[Coordinate annotation entries]
-- START --

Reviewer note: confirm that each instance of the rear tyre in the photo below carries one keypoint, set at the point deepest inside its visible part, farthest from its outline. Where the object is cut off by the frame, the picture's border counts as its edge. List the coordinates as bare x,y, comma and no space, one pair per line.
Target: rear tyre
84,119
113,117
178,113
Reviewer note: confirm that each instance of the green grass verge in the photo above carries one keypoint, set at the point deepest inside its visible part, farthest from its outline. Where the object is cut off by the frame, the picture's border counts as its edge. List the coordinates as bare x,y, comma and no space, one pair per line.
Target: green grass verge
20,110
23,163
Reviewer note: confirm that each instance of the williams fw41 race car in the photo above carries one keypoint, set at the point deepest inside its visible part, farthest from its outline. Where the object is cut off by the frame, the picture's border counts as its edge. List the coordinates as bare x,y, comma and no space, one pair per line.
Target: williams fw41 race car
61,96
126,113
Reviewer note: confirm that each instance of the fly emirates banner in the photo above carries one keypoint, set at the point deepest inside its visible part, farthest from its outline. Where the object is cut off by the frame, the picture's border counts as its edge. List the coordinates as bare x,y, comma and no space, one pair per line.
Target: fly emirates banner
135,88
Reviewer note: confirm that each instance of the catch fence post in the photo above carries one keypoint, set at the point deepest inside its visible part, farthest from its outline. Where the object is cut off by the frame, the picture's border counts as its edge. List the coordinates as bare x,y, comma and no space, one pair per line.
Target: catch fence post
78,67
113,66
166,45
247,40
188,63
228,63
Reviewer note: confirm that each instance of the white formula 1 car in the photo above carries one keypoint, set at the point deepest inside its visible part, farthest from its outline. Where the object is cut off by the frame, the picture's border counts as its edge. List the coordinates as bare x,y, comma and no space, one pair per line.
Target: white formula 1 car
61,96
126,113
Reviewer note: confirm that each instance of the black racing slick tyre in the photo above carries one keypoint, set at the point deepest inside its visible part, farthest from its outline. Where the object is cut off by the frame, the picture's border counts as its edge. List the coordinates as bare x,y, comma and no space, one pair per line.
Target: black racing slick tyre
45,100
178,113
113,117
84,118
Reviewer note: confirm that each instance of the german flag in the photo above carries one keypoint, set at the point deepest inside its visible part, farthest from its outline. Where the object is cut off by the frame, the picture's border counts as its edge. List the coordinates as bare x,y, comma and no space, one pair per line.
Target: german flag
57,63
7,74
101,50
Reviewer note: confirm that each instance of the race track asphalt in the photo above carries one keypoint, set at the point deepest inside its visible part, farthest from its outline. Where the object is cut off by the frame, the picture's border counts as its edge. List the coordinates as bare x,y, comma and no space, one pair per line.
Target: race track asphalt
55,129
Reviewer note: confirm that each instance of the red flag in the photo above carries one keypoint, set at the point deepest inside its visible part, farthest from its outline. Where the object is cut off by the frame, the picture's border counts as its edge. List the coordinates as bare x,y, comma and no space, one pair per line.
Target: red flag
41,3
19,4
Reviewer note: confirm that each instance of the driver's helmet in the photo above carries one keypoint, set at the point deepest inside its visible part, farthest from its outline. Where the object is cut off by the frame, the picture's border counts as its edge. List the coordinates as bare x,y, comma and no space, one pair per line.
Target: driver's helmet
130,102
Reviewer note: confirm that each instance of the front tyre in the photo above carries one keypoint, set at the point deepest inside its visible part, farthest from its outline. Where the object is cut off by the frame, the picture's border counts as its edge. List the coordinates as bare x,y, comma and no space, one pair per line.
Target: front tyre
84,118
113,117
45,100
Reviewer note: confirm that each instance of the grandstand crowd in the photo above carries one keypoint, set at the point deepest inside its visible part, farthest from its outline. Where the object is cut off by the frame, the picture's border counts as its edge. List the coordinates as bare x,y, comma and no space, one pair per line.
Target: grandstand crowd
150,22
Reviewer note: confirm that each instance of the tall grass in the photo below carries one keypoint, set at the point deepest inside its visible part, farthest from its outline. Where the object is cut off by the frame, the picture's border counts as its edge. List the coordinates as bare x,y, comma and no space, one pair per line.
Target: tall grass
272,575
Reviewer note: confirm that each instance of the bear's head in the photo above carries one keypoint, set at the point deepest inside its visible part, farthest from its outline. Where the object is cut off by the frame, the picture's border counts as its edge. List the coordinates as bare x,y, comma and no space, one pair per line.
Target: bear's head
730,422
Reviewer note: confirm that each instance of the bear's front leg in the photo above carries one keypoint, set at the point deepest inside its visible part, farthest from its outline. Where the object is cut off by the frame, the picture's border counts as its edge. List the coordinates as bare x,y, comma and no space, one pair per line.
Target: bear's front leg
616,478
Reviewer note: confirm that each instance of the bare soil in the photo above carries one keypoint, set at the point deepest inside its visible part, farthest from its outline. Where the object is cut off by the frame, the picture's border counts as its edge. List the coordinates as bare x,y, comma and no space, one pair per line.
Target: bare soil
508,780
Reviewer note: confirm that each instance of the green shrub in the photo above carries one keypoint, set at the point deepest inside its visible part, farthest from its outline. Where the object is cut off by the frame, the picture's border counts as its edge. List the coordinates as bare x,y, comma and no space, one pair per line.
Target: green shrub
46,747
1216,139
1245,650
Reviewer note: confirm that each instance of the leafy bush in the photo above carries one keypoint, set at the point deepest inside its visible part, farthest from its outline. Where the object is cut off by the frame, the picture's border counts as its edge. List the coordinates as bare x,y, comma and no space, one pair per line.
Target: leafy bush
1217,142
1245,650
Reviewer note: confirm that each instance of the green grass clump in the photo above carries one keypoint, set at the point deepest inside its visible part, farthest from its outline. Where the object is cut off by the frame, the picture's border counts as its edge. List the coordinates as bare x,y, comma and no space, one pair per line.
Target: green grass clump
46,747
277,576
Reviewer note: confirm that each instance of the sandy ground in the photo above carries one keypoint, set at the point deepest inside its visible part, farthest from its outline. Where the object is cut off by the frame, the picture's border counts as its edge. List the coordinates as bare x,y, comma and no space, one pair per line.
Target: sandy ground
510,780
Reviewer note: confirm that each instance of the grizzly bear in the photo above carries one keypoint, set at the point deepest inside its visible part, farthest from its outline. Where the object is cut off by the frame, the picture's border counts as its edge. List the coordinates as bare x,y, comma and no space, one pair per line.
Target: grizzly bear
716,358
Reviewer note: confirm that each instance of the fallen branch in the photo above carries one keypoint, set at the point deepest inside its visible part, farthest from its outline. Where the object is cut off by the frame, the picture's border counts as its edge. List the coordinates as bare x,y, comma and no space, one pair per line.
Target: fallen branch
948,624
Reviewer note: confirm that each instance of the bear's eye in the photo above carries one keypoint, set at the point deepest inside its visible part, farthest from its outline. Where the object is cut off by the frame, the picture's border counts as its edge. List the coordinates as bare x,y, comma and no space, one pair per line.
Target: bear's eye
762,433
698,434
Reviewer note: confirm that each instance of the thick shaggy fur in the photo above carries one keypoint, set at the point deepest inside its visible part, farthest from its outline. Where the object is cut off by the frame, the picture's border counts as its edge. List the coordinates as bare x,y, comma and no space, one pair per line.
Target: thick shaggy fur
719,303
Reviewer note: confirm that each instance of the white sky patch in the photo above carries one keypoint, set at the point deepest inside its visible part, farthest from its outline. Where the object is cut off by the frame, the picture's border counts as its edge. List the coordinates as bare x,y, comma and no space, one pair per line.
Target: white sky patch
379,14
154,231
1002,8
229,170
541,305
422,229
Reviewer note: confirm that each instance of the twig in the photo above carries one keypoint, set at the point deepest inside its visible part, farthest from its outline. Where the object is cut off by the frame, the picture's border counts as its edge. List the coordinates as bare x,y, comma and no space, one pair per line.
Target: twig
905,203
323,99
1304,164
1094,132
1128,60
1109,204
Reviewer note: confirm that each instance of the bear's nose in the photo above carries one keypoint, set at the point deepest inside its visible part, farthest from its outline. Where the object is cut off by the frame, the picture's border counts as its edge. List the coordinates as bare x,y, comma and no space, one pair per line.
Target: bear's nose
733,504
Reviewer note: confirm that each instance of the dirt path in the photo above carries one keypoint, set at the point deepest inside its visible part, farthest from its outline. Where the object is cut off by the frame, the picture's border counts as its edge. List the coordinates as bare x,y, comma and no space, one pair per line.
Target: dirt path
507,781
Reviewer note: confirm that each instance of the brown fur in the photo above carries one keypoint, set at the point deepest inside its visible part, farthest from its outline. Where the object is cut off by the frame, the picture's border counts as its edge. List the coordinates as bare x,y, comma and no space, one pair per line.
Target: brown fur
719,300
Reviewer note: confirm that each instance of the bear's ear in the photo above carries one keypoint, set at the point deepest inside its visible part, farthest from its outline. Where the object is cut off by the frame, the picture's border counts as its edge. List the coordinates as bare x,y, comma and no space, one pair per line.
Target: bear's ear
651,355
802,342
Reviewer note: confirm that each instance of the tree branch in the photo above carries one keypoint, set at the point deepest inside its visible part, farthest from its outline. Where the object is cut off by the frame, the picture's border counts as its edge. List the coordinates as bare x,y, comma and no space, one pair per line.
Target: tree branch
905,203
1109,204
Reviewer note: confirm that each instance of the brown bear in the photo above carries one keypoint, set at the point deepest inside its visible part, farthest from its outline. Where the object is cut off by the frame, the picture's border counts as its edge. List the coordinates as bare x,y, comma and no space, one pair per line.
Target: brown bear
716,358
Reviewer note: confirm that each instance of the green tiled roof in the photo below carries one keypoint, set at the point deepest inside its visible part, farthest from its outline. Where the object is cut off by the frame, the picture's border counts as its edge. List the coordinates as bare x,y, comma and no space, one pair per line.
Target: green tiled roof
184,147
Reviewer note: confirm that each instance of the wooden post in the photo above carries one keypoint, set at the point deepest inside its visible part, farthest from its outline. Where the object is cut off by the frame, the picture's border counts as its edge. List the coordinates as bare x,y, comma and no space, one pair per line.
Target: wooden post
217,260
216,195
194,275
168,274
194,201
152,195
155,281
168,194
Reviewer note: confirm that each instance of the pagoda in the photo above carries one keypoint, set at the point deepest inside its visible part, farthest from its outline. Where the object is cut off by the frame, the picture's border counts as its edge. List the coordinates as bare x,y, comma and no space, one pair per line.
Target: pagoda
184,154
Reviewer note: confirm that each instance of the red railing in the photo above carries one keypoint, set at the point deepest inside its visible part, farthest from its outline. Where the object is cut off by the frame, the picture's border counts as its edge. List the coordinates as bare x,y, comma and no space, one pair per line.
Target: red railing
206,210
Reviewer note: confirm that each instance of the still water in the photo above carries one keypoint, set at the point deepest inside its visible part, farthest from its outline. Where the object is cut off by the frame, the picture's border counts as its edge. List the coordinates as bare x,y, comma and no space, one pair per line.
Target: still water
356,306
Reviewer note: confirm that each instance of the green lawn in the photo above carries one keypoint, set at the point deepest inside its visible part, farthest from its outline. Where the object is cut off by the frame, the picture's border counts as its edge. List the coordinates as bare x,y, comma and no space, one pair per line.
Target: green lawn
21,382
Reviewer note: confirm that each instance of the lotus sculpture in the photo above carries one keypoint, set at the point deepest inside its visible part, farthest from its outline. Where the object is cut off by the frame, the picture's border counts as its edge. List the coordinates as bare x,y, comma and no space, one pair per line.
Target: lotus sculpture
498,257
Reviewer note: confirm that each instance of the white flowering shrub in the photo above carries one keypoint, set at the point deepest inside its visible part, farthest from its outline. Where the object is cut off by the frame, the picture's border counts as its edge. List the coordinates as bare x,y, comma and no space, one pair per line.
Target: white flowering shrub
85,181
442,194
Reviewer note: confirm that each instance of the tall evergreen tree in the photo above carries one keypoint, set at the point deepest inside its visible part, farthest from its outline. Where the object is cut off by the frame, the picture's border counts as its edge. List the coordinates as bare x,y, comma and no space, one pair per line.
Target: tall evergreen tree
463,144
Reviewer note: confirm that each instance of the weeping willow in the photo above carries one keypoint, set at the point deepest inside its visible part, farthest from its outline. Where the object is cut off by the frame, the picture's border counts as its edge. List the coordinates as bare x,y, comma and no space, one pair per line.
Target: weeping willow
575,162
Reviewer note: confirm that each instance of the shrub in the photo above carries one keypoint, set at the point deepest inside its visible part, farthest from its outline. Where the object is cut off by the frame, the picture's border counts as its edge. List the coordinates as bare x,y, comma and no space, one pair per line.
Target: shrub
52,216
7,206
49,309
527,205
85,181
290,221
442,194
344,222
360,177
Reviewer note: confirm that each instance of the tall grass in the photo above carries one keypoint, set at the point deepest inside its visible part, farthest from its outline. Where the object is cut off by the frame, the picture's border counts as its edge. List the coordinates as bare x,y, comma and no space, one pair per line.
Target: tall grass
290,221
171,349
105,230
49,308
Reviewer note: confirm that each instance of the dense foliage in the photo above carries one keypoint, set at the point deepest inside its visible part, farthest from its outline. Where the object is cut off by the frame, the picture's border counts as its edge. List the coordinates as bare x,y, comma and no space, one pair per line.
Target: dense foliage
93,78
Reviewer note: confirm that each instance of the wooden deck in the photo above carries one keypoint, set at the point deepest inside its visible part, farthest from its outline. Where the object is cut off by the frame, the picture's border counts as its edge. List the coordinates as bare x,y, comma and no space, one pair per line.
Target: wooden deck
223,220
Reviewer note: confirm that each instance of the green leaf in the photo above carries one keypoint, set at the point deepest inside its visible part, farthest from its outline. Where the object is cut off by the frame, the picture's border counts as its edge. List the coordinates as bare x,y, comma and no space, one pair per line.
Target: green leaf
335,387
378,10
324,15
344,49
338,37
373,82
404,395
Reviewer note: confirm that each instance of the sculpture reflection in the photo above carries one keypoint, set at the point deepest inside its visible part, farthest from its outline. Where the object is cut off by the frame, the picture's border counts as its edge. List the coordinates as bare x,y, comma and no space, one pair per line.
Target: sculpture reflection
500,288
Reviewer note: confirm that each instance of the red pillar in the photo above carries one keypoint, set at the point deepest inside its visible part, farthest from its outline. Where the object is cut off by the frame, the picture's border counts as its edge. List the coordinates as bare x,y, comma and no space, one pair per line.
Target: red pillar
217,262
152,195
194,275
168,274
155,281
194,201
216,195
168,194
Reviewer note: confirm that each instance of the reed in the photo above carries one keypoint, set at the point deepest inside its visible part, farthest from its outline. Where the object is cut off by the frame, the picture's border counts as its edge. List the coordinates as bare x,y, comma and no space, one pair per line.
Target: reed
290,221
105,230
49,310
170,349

-- END --

Begin with the line that contains "Reviewer note: confirm that each instance of the red pillar" and end with the last line of the records; set down every line in that span exactly, and nothing else.

**Answer to the problem**
Reviewer note: confirm that each instance of the red pillar in the photo above carries one keypoint, set at the point deepest inside its visible part, farthest from its outline. Where the object is cut off by the frame, the picture's border counts as its edge. List the coordinates as bare x,y, comma and no space, one pair per line.
Target: red pillar
217,262
152,195
194,275
168,274
155,281
194,201
216,195
168,194
Reviewer note: confirm that each instance of the reed in the photo above carries one keypoint, set at the point deepest inside its visible part, farthest from its outline. Where the object is cut off by the frame, the picture's border counts as its edge. List the coordinates as bare x,y, comma and no space, one pair per line.
Target: reed
290,221
105,230
49,310
170,349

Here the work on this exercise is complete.